# EXTRACTED ENTRIES
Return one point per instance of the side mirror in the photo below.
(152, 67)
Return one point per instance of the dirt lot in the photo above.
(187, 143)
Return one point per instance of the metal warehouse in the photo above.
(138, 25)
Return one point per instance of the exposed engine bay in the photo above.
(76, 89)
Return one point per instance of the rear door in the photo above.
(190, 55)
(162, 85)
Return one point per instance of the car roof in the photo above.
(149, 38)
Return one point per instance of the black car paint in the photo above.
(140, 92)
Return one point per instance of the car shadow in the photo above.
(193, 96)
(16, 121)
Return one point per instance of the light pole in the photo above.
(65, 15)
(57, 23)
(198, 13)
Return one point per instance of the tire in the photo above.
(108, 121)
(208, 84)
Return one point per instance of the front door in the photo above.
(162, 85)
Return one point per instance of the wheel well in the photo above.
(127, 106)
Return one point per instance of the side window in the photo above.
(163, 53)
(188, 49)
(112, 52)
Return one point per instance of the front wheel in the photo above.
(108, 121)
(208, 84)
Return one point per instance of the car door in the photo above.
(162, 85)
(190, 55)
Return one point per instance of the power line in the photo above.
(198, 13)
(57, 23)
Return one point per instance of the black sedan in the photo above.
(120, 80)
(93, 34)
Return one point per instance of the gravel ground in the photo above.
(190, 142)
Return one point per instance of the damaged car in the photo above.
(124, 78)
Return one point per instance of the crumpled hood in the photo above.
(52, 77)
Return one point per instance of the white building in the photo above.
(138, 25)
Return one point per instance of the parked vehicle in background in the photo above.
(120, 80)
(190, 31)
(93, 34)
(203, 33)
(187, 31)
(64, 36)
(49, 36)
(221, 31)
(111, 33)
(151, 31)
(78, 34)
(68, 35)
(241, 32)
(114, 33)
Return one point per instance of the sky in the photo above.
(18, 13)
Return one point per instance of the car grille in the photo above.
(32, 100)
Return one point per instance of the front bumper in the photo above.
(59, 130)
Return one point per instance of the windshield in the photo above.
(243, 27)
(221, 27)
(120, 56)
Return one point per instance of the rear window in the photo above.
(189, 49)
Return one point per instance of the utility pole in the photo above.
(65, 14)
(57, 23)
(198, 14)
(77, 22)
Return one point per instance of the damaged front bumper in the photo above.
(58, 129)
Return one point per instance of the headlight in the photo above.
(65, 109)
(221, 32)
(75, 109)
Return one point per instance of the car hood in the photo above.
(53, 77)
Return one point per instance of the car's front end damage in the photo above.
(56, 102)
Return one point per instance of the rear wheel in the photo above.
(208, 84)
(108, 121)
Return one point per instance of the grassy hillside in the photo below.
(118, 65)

# REQUIREMENT
Using the listing above, please repeat every entry exactly.

# REPLY
Return one point per instance of the side mirror in the photo below.
(152, 67)
Return one point per instance of the dirt lot in the photo above.
(187, 143)
Return one point per instance of the metal warehouse in the photo above.
(138, 25)
Return one point per instance of the exposed engine bay in the photo above.
(76, 89)
Return one point per instance of the rear door in the photo above.
(190, 55)
(162, 85)
Return one point per instance of the car roof in the photo above.
(149, 38)
Return one point per instance of the black car paint in the photo above.
(140, 92)
Return one point per instance of the car shadow in the photo above.
(193, 96)
(16, 121)
Return one point per instance of the light pole in the photo above.
(65, 15)
(57, 23)
(198, 13)
Return one point per instance of the tire in the photo above.
(108, 121)
(208, 84)
Return one point per instance of the front door in the photo above.
(162, 85)
Return one point per instance of the wheel well in the photo above.
(127, 106)
Return one point per instance of the side window in the photo above.
(163, 53)
(188, 49)
(112, 52)
Return one point per instance of the front wheel in the photo above.
(108, 121)
(208, 84)
Return one point per instance of the car door in the photo above.
(162, 85)
(190, 55)
Return one point per instance of the power line in the photo above.
(198, 13)
(57, 23)
Return one point per instance of the black sedan in the photo above.
(120, 80)
(93, 34)
Return one point per instance of the gravel ground in the photo above.
(190, 142)
Return one point per instance of the damaged car in the photo above.
(124, 78)
Return one point per instance of the crumpled hood in the photo above.
(52, 77)
Return one point per instance of the white building in the photo above.
(138, 25)
Return one point per instance of the parked vehicle in background in the photo above.
(120, 80)
(190, 31)
(93, 34)
(203, 33)
(187, 31)
(64, 36)
(49, 36)
(221, 31)
(111, 33)
(151, 31)
(78, 34)
(68, 35)
(241, 32)
(114, 33)
Return one point per instance of the sky in the photo above.
(18, 13)
Return one point per instance of the car grille in the photo above.
(32, 100)
Return one point per instance of the front bumper in the photo above.
(59, 130)
Return one point per instance of the windshield in the photo above.
(243, 27)
(221, 27)
(120, 56)
Return one point per instance of the rear window in the photo above.
(189, 49)
Return one point per instance of the utility pole in the photo above.
(65, 14)
(57, 23)
(198, 14)
(77, 22)
Return one point per instance of the damaged front bumper in the photo above.
(58, 129)
Return one point per instance of the headlight in the photo above.
(65, 109)
(221, 32)
(75, 109)
Return one point per instance of the car hood in the photo above.
(53, 77)
Return one point per instance of the car's front end damage in the photo above.
(56, 102)
Return one point per instance of the rear wheel in the photo above.
(208, 84)
(108, 121)
Return one point per instance of the grassy hillside in the photo below.
(118, 65)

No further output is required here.